DATA TO PROCESS
____________

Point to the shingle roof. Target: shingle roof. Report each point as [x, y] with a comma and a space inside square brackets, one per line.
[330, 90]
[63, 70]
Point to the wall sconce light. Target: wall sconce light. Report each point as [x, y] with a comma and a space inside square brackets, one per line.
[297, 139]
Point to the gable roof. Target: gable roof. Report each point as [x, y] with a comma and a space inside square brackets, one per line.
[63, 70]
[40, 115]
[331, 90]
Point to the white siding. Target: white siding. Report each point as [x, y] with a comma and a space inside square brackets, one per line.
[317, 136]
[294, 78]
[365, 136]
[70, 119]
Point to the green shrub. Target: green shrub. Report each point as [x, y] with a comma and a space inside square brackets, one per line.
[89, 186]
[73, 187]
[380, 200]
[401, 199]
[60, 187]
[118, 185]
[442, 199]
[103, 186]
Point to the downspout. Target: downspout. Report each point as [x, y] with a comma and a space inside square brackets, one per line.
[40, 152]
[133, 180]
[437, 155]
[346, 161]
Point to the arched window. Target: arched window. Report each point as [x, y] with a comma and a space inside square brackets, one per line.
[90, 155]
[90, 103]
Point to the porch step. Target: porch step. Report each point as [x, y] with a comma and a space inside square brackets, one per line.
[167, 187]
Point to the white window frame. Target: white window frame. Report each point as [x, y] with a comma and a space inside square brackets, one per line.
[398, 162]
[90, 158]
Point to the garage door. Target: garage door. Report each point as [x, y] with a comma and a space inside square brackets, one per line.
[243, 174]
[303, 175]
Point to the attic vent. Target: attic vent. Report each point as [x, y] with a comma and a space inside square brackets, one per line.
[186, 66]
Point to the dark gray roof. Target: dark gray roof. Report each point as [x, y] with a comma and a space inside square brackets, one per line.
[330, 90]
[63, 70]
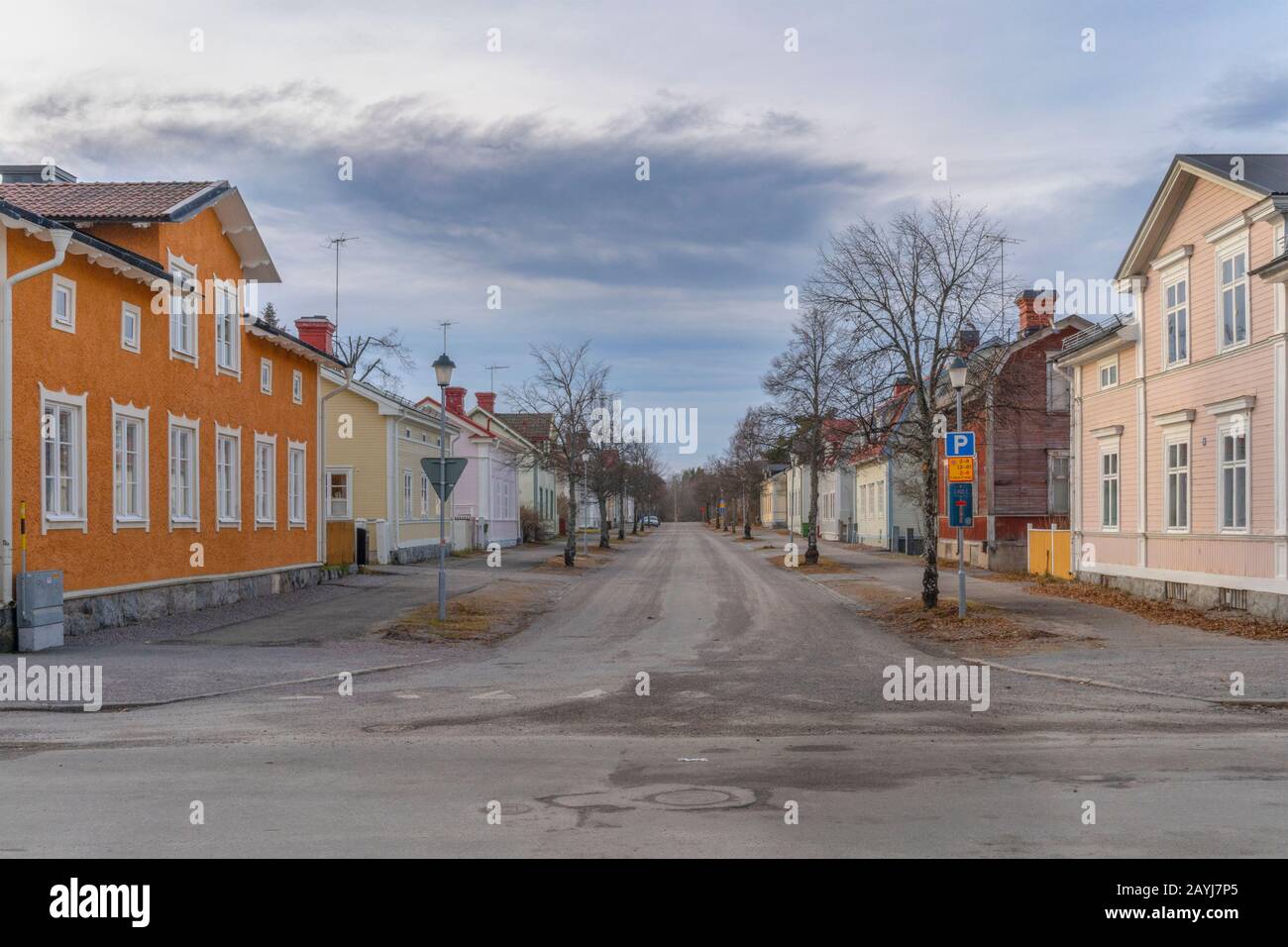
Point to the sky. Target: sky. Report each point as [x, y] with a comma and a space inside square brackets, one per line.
[516, 166]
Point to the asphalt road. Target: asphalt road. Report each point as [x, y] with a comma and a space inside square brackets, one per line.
[764, 698]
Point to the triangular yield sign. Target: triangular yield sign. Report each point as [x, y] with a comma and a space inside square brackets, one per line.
[433, 467]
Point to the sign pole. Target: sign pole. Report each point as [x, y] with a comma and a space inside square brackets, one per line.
[961, 564]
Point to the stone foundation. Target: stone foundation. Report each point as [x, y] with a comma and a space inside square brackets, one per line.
[81, 615]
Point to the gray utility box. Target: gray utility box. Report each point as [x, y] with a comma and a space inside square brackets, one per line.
[40, 609]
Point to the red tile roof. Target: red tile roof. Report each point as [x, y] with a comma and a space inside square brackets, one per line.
[104, 200]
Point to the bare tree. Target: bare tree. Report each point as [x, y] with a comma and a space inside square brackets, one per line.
[915, 294]
[807, 386]
[377, 360]
[567, 385]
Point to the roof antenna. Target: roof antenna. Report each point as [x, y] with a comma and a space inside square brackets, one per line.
[338, 243]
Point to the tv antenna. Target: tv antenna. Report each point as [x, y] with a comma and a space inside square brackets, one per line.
[338, 243]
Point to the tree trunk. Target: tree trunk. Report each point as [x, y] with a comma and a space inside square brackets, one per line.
[811, 551]
[571, 545]
[930, 527]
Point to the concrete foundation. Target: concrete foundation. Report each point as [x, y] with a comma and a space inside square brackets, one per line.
[81, 615]
[1262, 604]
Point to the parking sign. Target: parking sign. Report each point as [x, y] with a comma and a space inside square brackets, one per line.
[960, 444]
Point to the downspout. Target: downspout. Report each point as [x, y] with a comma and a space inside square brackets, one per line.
[59, 239]
[323, 493]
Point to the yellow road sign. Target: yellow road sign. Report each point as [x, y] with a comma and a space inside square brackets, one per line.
[961, 470]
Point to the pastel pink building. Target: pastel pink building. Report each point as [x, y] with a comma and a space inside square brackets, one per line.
[1179, 429]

____________

THE PROBLEM
Convert only the part of the data that opens with the line containing "Point to the roof" and closes with the line containing "[1262, 604]", both included, into a numbered list with blank lines left out.

RESULT OF THE EXERCISE
1. Point to the roof antenna. Target: roof antenna. Report each point as [x, y] with a comma and a space inside square brackets, one per line.
2. [338, 243]
3. Point to the tv antenna. Target: tv antenna. Report each point as [x, y] with a comma and a space inside square brackets, one per line.
4. [338, 243]
5. Point to the tree trunk. Target: tree trunk. Report each point as [x, y] with a comma and a space inside square brackets, one per line.
6. [811, 551]
7. [571, 545]
8. [930, 527]
9. Point to the concrete foundation. Target: concrete foundation. Report each point as [x, y] with a comma and a space inside square brackets, one per line.
10. [81, 615]
11. [1262, 604]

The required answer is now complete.